### Work to do
Leave out the pictures and reproduce all of the data exactly.

### Extracted data
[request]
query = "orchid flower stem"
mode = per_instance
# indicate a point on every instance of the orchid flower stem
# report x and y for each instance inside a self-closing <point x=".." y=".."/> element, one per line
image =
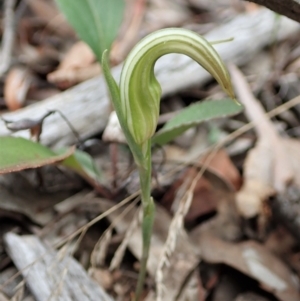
<point x="148" y="216"/>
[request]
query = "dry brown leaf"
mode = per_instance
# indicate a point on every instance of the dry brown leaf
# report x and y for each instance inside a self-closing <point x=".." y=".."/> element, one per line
<point x="48" y="12"/>
<point x="270" y="166"/>
<point x="252" y="259"/>
<point x="16" y="87"/>
<point x="221" y="174"/>
<point x="77" y="66"/>
<point x="184" y="259"/>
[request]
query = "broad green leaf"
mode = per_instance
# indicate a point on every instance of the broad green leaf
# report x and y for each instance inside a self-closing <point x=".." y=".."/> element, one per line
<point x="18" y="153"/>
<point x="83" y="164"/>
<point x="96" y="21"/>
<point x="194" y="115"/>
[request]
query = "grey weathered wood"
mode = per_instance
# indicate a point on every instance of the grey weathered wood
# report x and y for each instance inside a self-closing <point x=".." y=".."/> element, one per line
<point x="51" y="276"/>
<point x="289" y="8"/>
<point x="87" y="106"/>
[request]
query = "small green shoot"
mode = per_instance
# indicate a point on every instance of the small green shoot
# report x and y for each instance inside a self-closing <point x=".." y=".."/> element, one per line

### Task result
[request]
query = "orchid flower stem"
mode = per_instance
# indicate a point on every instance of the orchid flower stem
# report x and y for each instance inside a self-closing <point x=".." y=".."/> element, one per line
image =
<point x="148" y="216"/>
[request]
query = "dry brown leaf"
mode = per_instance
# indicate a point on every instance of the dry brown leaf
# report x and y for each instance inside a self-closing <point x=".." y=".."/> element, one per line
<point x="48" y="12"/>
<point x="270" y="166"/>
<point x="252" y="259"/>
<point x="16" y="87"/>
<point x="221" y="174"/>
<point x="77" y="66"/>
<point x="184" y="259"/>
[request]
query = "broad green leaf"
mode = per_instance
# indicate a point on every instance of the broad green leaf
# report x and y for each instance inside a self-closing <point x=".." y=".."/> element, one per line
<point x="18" y="153"/>
<point x="83" y="164"/>
<point x="96" y="21"/>
<point x="194" y="115"/>
[request]
query = "grey weathered wood"
mode = per_instance
# indicate a point on every instance of the grey weathered wood
# report x and y for each instance inside a self-closing <point x=".." y=".."/> element, one per line
<point x="51" y="276"/>
<point x="289" y="8"/>
<point x="87" y="106"/>
[request]
query = "small green shoot"
mode = per_instance
# indicate a point on every instance of the small green shoot
# report x and y for each instance inside a self-closing <point x=".." y=".."/> element, one per line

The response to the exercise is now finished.